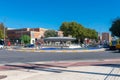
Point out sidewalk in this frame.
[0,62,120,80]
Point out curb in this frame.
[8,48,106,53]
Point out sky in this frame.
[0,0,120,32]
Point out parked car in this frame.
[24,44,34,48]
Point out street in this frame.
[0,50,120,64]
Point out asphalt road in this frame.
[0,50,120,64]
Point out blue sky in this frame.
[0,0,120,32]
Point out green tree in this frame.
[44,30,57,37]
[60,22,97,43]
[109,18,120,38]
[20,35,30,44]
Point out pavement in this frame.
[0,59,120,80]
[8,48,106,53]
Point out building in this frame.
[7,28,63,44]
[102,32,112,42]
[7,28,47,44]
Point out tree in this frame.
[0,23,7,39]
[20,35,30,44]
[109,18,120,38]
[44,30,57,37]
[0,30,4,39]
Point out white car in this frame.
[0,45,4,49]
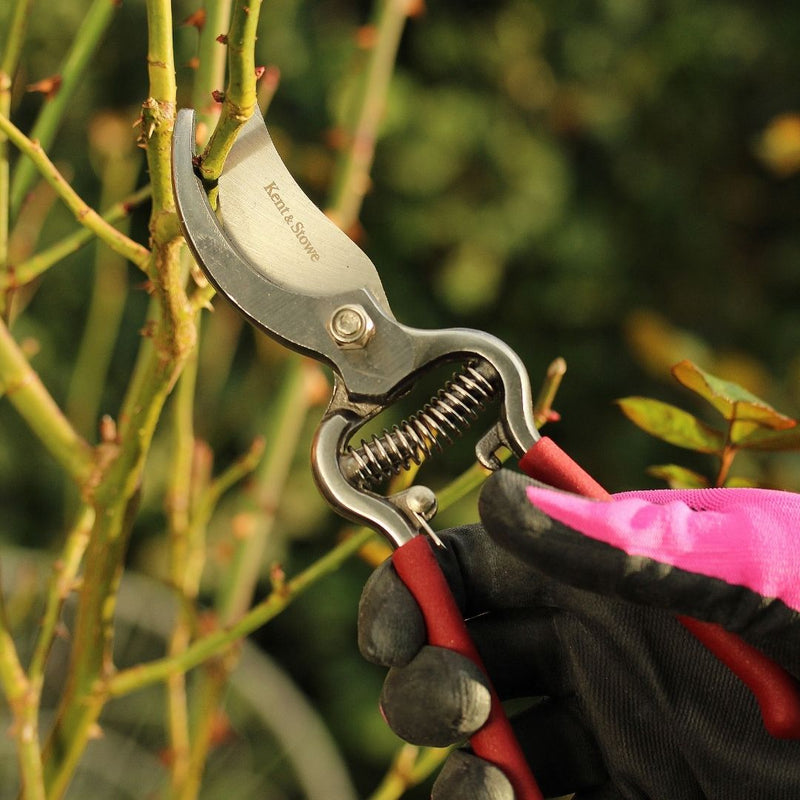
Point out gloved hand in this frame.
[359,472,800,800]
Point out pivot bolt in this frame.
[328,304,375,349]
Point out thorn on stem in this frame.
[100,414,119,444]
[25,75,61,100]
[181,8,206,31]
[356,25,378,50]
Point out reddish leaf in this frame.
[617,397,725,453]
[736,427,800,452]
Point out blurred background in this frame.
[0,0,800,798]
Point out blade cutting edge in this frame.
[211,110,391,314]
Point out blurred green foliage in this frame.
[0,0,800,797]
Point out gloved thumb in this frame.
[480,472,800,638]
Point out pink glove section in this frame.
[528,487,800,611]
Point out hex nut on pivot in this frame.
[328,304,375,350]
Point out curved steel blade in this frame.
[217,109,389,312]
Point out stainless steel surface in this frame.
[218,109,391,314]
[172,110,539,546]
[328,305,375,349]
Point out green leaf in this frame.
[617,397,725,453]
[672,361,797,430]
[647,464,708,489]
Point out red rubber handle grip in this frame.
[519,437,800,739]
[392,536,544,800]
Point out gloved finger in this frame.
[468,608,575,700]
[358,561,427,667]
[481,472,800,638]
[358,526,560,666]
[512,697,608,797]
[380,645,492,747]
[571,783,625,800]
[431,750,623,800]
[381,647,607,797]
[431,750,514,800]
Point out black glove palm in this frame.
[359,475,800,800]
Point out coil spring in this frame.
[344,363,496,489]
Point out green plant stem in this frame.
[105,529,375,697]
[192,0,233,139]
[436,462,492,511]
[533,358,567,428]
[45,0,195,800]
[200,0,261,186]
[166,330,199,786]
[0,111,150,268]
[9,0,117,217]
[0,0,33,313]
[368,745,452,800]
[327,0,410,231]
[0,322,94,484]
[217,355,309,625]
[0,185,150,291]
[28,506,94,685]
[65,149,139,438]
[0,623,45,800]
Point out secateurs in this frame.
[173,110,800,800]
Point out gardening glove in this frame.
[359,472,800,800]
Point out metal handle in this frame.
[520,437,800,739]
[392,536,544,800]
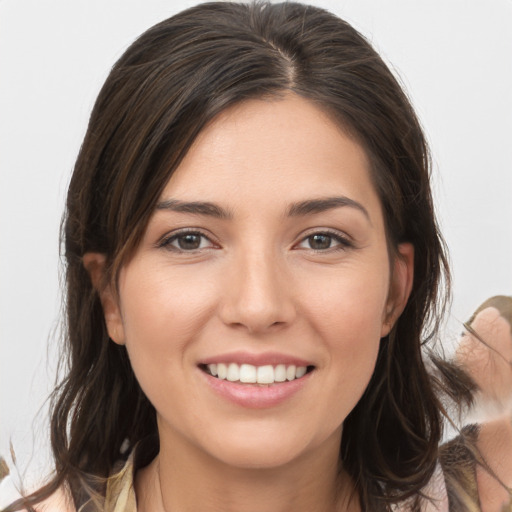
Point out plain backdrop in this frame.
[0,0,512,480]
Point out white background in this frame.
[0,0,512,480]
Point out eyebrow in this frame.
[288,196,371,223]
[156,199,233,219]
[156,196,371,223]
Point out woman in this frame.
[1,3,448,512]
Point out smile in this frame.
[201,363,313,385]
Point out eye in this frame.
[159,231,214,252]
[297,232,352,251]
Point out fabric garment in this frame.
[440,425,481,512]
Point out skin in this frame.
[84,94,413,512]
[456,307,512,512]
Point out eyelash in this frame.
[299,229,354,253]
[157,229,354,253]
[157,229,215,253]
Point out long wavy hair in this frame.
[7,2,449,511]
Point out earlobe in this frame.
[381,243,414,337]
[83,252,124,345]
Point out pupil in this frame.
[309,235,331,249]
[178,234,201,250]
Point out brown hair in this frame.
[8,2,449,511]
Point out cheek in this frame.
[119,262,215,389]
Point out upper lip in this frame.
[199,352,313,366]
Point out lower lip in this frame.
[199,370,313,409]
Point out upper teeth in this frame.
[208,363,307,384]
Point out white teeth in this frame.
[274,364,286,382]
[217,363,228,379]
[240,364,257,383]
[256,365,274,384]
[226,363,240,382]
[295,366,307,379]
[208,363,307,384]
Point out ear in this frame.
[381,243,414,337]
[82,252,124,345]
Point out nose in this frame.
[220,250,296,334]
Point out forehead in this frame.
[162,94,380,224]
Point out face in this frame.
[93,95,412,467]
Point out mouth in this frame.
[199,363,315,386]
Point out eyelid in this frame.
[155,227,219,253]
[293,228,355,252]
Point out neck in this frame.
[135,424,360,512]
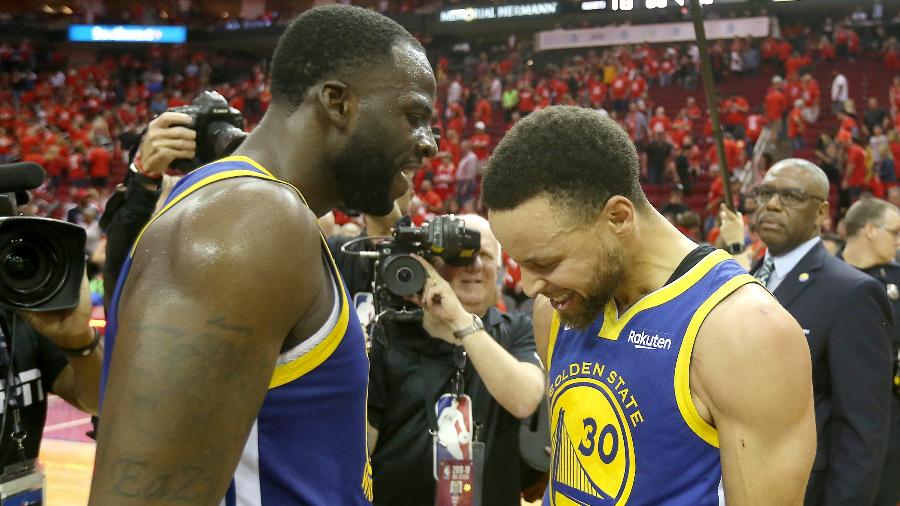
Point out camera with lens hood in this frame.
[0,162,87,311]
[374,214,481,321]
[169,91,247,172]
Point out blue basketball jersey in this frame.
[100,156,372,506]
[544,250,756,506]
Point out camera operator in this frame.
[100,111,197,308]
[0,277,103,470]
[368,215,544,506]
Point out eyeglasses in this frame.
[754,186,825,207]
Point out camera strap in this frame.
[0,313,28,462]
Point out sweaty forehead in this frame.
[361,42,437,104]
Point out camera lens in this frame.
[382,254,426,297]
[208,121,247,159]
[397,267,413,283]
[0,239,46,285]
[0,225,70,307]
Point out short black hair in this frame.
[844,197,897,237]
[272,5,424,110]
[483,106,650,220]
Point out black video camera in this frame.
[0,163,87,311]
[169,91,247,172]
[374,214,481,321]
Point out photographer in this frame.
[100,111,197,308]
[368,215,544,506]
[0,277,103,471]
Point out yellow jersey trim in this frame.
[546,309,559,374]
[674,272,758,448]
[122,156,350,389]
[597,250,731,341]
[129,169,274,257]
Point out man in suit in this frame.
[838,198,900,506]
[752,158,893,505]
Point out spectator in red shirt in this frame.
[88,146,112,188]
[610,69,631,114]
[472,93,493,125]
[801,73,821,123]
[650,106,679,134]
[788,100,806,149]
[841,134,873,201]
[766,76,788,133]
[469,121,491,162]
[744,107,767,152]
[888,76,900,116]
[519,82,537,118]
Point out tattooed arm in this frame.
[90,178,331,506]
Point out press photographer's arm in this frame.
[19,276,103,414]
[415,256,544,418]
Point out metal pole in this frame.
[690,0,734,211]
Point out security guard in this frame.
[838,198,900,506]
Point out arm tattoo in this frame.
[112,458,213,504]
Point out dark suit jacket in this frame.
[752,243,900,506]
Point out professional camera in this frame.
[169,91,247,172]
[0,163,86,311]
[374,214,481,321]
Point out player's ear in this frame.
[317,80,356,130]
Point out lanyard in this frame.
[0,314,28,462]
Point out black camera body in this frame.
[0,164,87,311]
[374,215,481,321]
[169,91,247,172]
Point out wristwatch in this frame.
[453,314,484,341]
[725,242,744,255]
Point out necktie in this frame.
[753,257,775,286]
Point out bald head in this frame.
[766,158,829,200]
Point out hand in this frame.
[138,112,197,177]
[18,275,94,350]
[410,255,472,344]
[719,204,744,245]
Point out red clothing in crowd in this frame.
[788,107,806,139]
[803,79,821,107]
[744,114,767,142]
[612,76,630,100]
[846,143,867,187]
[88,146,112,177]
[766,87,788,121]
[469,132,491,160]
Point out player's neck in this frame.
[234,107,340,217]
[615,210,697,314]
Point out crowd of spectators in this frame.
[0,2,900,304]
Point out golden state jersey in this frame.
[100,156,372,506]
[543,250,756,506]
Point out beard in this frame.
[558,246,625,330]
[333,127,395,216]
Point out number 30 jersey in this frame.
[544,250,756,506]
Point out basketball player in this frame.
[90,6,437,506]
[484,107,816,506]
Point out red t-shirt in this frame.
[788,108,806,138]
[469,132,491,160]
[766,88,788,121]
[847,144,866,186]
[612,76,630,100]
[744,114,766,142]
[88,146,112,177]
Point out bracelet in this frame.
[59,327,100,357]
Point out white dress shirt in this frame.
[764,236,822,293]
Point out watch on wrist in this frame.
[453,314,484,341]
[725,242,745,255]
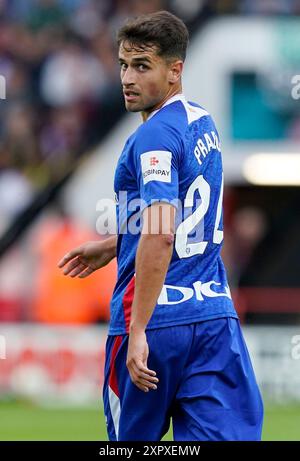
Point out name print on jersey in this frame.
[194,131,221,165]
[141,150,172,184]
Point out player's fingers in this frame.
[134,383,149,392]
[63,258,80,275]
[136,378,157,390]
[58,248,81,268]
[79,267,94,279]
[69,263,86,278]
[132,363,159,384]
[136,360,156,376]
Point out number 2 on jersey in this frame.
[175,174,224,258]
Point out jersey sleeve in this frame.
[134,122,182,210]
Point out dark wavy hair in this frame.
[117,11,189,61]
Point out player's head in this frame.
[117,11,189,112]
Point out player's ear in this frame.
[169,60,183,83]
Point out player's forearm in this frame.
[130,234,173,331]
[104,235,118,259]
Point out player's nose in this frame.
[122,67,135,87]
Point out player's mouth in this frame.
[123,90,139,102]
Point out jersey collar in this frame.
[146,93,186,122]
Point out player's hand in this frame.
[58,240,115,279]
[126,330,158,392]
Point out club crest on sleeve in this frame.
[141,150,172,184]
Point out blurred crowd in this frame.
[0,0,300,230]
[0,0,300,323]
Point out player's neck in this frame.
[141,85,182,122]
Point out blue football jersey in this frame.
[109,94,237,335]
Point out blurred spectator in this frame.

____________________

Update the lines that start at the one containing "Point out curb in this frame." and end with the one containing "[7,28,47,44]", replacing "in this frame" with "in this image" wherever it occurs and leaving everything else unchanged. Give only those lines.

Point out curb in this image.
[8,48,106,53]
Point out sky in this image.
[0,0,120,32]
Point out parked car in this image.
[24,44,34,48]
Point out street in this image.
[0,50,120,64]
Point out asphalt road in this image.
[0,50,120,64]
Point out blue sky in this image.
[0,0,120,32]
Point out green tree in this image.
[44,30,57,37]
[60,22,97,43]
[109,18,120,38]
[20,35,30,44]
Point out pavement in this image.
[0,59,120,80]
[8,48,106,53]
Point out building in this image.
[7,28,63,44]
[102,32,112,42]
[7,28,47,44]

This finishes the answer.